WRITTEN INSTRUCTION | Reproduce the data below line for line, leaving out the pictures.

DATA SUPPLIED |

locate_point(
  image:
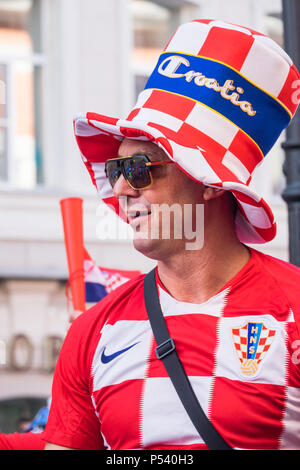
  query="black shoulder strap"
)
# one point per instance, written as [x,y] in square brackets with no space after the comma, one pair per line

FULL SOLUTION |
locate_point(
  image:
  query="black shoulder strap"
)
# one point per instance, written as [x,y] in square brackets with no space after the comma, one pair per line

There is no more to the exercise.